▶ [AUSGEWÄHLTER AUSZUG]
****

Gesucht: der Kreuz-König

Saddam Husseins Stellvertreter Issat Ibrahim al-Duri ist jetzt der meistgesuchte Iraker

BERLIN taz ■ Nach der Festnahme von Saddam Hussein hoffen die US-Ermittler, bei den Verhören des Exdiktators auch Hinweise auf andere Vertreter des gestürzten Regimes zu erhalten. An erster Stelle steht dabei Issat Ibrahim al-Duri, ehemalige Nummer zwei Saddams und Chef des einflussreichen Duri-Clans. Im US-Kartenspiel der meistgesuchten Iraker rangiert er prominent als Kreuz-König. Das auf ihn am 19. November ausgesetzte Kopfgeld liegt immerhin bei zehn Millionen Dollar. Zeitweise war er Saddam Hussein auch familiär verbunden: Dessen im Juli getöteter Sohn Udai war kurzeitig mit einer Tochter Duris verheiratet.

****

▶ [SELBST PROBIEREN]
Schreibe aus dem Artikel über Issat Ibrahim al-Duri wortgetreu ab: Beginne bei den Worten „Gesucht: der Kreuz-König“ und höre nach „Tochter Duris verheiratet.“ auf. Die Einträge sind eigenständiges Material und gehören nicht zum Artikel.

****

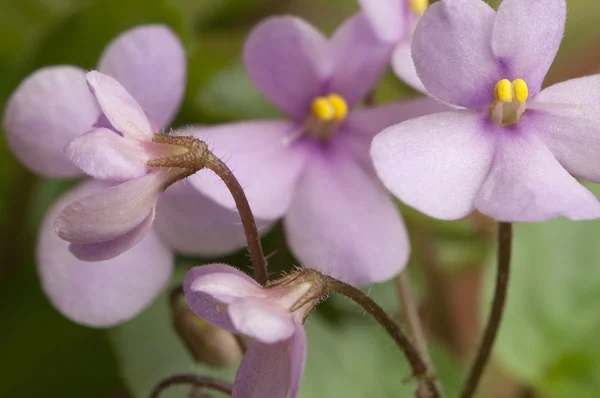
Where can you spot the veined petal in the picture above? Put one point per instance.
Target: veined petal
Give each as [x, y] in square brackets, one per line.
[287, 60]
[106, 293]
[106, 155]
[119, 107]
[527, 184]
[149, 61]
[436, 163]
[453, 55]
[526, 38]
[48, 109]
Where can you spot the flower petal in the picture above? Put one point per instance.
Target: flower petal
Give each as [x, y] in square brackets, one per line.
[526, 38]
[266, 168]
[106, 155]
[287, 60]
[527, 184]
[48, 109]
[453, 54]
[265, 371]
[119, 107]
[137, 57]
[571, 134]
[435, 163]
[342, 222]
[106, 293]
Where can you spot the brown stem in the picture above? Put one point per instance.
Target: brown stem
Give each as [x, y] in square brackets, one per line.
[418, 365]
[191, 380]
[493, 325]
[259, 263]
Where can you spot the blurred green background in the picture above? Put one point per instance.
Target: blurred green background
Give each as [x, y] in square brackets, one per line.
[548, 346]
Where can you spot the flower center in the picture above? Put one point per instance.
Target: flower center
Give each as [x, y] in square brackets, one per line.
[510, 102]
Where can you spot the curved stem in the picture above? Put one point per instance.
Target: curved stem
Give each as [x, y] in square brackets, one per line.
[259, 263]
[191, 380]
[493, 325]
[418, 365]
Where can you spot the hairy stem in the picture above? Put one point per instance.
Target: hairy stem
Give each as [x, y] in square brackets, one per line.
[493, 325]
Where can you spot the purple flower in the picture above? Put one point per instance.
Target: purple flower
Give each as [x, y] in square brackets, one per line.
[314, 169]
[273, 365]
[510, 152]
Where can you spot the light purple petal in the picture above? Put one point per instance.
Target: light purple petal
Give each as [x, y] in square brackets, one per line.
[436, 163]
[119, 107]
[106, 293]
[572, 134]
[287, 60]
[359, 59]
[343, 223]
[149, 61]
[453, 54]
[112, 213]
[48, 109]
[527, 184]
[526, 38]
[266, 168]
[106, 155]
[265, 371]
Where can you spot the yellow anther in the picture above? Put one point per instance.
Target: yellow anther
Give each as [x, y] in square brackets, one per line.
[323, 109]
[339, 105]
[503, 91]
[520, 90]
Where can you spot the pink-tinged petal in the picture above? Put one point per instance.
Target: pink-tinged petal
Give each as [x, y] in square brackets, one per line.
[287, 60]
[571, 133]
[110, 214]
[112, 248]
[193, 224]
[436, 163]
[106, 155]
[359, 59]
[342, 222]
[106, 293]
[453, 55]
[119, 107]
[386, 16]
[267, 169]
[149, 61]
[265, 371]
[526, 37]
[527, 184]
[48, 109]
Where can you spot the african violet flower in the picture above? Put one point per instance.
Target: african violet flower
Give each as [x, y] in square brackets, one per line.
[273, 365]
[314, 169]
[510, 152]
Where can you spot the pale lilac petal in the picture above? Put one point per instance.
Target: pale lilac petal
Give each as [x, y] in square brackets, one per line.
[287, 60]
[267, 169]
[149, 61]
[265, 371]
[527, 184]
[112, 213]
[106, 155]
[359, 59]
[453, 54]
[571, 133]
[436, 163]
[48, 109]
[119, 107]
[342, 222]
[526, 38]
[106, 293]
[112, 248]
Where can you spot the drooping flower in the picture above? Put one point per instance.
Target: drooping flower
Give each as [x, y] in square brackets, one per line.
[273, 365]
[314, 169]
[510, 152]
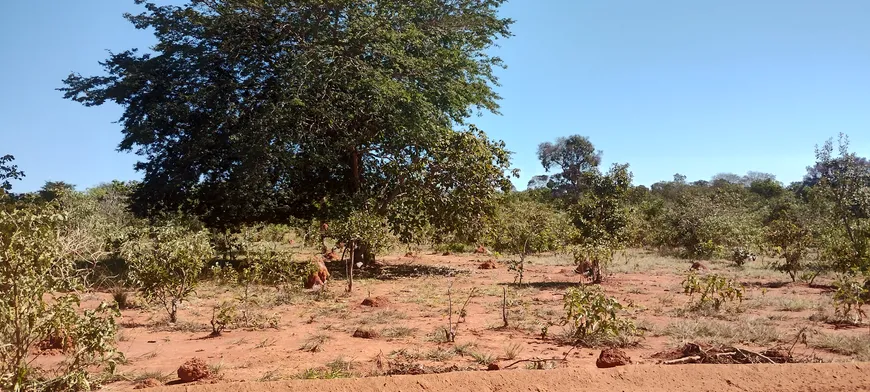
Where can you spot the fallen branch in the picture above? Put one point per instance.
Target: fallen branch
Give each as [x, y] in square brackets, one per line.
[744, 352]
[683, 360]
[536, 360]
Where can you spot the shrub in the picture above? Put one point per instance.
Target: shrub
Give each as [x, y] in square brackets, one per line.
[715, 290]
[591, 259]
[223, 316]
[522, 228]
[849, 296]
[594, 317]
[32, 270]
[165, 263]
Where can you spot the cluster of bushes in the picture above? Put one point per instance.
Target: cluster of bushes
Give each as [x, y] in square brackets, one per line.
[59, 242]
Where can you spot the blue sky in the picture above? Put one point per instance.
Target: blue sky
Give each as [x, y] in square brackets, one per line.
[688, 86]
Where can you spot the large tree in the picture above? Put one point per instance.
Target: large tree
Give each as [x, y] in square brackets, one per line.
[259, 110]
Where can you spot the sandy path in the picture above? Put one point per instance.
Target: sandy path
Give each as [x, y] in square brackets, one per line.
[653, 378]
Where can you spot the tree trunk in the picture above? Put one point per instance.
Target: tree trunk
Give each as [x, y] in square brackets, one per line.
[349, 267]
[504, 306]
[173, 312]
[363, 254]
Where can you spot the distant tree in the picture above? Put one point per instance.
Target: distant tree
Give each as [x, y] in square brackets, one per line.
[753, 176]
[597, 202]
[727, 177]
[577, 160]
[522, 227]
[251, 111]
[767, 188]
[538, 182]
[54, 189]
[8, 172]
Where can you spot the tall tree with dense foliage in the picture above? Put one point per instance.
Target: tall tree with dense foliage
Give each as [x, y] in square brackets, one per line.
[596, 201]
[266, 110]
[842, 200]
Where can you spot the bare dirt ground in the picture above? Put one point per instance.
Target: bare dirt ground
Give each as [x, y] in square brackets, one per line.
[314, 334]
[698, 378]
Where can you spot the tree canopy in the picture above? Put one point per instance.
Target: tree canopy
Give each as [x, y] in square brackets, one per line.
[264, 110]
[8, 172]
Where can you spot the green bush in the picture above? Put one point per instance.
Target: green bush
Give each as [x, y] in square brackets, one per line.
[165, 264]
[522, 228]
[594, 318]
[714, 290]
[849, 298]
[38, 309]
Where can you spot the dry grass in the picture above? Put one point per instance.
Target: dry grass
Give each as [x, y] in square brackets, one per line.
[314, 343]
[398, 332]
[512, 351]
[857, 346]
[439, 354]
[756, 331]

****

▶ [LÖSUNG]
Gesucht: der Kreuz-König

Saddam Husseins Stellvertreter Issat Ibrahim al-Duri ist jetzt der meistgesuchte Iraker

BERLIN taz ■ Nach der Festnahme von Saddam Hussein hoffen die US-Ermittler, bei den Verhören des Exdiktators auch Hinweise auf andere Vertreter des gestürzten Regimes zu erhalten. An erster Stelle steht dabei Issat Ibrahim al-Duri, ehemalige Nummer zwei Saddams und Chef des einflussreichen Duri-Clans. Im US-Kartenspiel der meistgesuchten Iraker rangiert er prominent als Kreuz-König. Das auf ihn am 19. November ausgesetzte Kopfgeld liegt immerhin bei zehn Millionen Dollar. Zeitweise war er Saddam Hussein auch familiär verbunden: Dessen im Juli getöteter Sohn Udai war kurzeitig mit einer Tochter Duris verheiratet.